→ WHAT IS REQUIRED:
Beneath this sentence is a set of records; write each of them out exactly.

>>>

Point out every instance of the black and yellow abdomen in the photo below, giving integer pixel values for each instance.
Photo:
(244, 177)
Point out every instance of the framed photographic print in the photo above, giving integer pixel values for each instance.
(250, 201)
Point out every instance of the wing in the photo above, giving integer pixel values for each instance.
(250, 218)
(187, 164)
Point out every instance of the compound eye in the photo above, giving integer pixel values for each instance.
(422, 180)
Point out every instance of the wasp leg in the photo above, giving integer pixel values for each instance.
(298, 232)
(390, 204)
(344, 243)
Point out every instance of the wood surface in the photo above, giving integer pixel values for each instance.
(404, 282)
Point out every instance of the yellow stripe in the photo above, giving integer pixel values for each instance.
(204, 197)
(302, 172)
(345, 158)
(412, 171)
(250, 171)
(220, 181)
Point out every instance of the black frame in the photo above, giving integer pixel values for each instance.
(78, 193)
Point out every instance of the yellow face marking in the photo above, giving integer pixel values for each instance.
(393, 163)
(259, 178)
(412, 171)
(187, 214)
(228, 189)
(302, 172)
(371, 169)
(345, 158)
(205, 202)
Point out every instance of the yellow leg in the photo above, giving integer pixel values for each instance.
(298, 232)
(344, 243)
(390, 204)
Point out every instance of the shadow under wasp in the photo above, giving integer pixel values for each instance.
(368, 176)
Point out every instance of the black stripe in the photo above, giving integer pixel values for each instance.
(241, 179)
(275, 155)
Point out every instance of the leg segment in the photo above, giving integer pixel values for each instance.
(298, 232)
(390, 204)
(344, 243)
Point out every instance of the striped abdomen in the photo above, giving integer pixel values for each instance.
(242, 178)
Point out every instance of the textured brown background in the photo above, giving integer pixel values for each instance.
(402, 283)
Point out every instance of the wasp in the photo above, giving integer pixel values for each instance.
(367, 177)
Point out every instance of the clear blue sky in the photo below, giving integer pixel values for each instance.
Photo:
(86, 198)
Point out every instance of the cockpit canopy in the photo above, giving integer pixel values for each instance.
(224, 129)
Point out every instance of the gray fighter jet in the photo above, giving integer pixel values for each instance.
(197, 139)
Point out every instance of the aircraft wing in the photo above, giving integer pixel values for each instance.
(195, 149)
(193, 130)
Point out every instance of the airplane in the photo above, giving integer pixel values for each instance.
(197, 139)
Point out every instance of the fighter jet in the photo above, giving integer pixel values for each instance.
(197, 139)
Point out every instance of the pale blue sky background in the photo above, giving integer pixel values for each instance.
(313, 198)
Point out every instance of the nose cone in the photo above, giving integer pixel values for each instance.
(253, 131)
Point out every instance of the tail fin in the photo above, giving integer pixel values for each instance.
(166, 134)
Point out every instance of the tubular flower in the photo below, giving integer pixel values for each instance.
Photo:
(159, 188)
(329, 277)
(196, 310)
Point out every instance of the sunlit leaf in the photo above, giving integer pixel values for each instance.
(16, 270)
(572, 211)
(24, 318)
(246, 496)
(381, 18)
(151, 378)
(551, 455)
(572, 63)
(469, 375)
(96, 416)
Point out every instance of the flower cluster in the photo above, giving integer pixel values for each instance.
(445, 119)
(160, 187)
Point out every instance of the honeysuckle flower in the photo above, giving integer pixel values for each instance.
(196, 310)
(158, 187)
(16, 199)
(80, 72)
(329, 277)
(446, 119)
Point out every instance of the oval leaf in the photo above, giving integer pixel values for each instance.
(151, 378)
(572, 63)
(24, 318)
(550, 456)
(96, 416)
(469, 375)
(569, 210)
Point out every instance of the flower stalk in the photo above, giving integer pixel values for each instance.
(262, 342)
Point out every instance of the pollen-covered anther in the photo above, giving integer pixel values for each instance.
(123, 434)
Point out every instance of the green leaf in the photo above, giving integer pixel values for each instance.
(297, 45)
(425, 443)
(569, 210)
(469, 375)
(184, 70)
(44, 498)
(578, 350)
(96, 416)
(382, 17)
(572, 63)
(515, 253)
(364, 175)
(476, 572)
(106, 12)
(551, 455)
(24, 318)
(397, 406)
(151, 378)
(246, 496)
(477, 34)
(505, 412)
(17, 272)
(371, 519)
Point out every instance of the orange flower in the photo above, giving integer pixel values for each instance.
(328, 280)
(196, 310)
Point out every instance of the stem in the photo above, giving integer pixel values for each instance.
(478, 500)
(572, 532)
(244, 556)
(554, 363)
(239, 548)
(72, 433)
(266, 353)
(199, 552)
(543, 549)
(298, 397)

<<<

→ SOLVED PROBLEM:
Point out every instance of the black and yellow abdomen in the photo below, giving integer pixel values for each instance.
Photo:
(244, 177)
Point out every instance of the framed photographic print in the photo above, giving integer pixel values for each instance.
(250, 201)
Point out every instance of the wing in the photo above, giving integer pixel values for each instance.
(250, 218)
(187, 164)
Point out every instance of the compound eye in the photo above, giving integer pixel values for each instance.
(422, 180)
Point out every instance of the wasp leg in the photo above, giving integer pixel values for each instance.
(298, 232)
(390, 204)
(344, 243)
Point out every instance of the wood surface in the photo above, giving integer pixel values for each instance.
(404, 282)
Point out every instance of the yellow stripe in the photo above, giving integer pixel values for each instance.
(204, 197)
(302, 172)
(345, 158)
(412, 171)
(250, 171)
(220, 181)
Point out every instance of the black frame in the photo above, giving integer pixel values for each instance.
(78, 193)
Point out every instance of the yellow face marking in the photo above, giving integer pixel values for each instance.
(393, 163)
(259, 178)
(412, 171)
(187, 214)
(228, 189)
(302, 172)
(371, 169)
(345, 158)
(205, 202)
Point out every instance of the yellow leg in the photo above, giving integer pixel values for each instance.
(298, 232)
(344, 243)
(390, 204)
Point out every instance of the shadow under wasp in the photo above, giving integer pixel values for each instance.
(368, 176)
Point out every instance of the black stripe in the photo above, giving integer pixel values for each instance.
(241, 179)
(275, 155)
Point out every instance of the leg segment in the photo above, giving integer pixel values for each instance.
(298, 232)
(390, 204)
(344, 243)
Point out every instance of the striped abdomen in the photo above, giving integer pixel values for each instance.
(242, 178)
Point out every instance of the textured brown background in the photo above, giving integer pixel values for each instance.
(402, 283)
Point out every instance of the wasp in the photo above, giving integer pixel values for each instance.
(367, 177)
Point out every instance of the clear blue sky in the photo below, giving integer pixel values for each instance.
Photo:
(86, 198)
Point out every instance of the cockpit canopy in the photo above, giving integer pixel values for each instance.
(224, 129)
Point out every instance of the gray fighter jet in the photo above, giving integer pixel values for each instance.
(197, 139)
Point out every instance of the aircraft wing in the photo above, giving integer pixel values for each instance.
(195, 149)
(193, 130)
Point out every instance of the airplane in the photo above, giving integer pixel values for each instance.
(197, 139)
Point out every instance of the fighter jet in the photo above, giving integer pixel values for each instance.
(197, 139)
Point out every instance of the pale blue sky background in the photo above, giving integer pixel values for each instance.
(313, 198)
Point out every instance of the nose cone in the photo above, giving integer pixel values for each instance.
(253, 131)
Point out every instance of the tail fin in the photo above, giving integer pixel values for each instance.
(166, 134)
Point out every instance of the tubular flower in the photo below, giving integer pixel values for each instance.
Photo:
(159, 188)
(329, 277)
(196, 310)
Point out every instance of the sunlit leaf in the photo above, giving integer pixel values for each instance.
(16, 270)
(572, 211)
(24, 318)
(246, 496)
(381, 18)
(151, 378)
(551, 455)
(572, 63)
(469, 375)
(96, 416)
Point out every instance of the flower cluster in the photo above, giving integer pixel values for each instance.
(445, 119)
(160, 187)
Point out every instance of the honeysuckle flower in the photo above, giving integer pixel values for each instance.
(196, 310)
(158, 187)
(16, 199)
(80, 72)
(329, 277)
(446, 119)
Point out every instance of the oval leaf in the photo above, giving integer pixel values for each instance.
(151, 378)
(572, 63)
(24, 318)
(550, 456)
(96, 416)
(469, 375)
(569, 210)
Point out every instance of the flower stalk in the photo above, giving integer pixel values for each instance.
(262, 342)
Point out every instance of the pollen-covered anther in the photo above, giving integer pixel values for each instance.
(123, 434)
Point out every instance of the green leaf in the photo above, giving integer pixel values for each instance.
(297, 45)
(425, 443)
(569, 210)
(469, 375)
(184, 70)
(44, 498)
(578, 350)
(96, 416)
(382, 17)
(572, 63)
(515, 253)
(364, 175)
(476, 572)
(106, 12)
(551, 455)
(24, 318)
(397, 406)
(151, 378)
(246, 496)
(477, 34)
(505, 412)
(17, 272)
(371, 519)
Point out every instance of the orange flower in the photo above, giving integer pixel values for each instance.
(328, 280)
(196, 310)
Point out every instance of the stem in the photo above, giving integer pixel values for each instance.
(478, 500)
(572, 532)
(244, 556)
(554, 363)
(239, 548)
(72, 433)
(266, 353)
(199, 552)
(543, 549)
(298, 397)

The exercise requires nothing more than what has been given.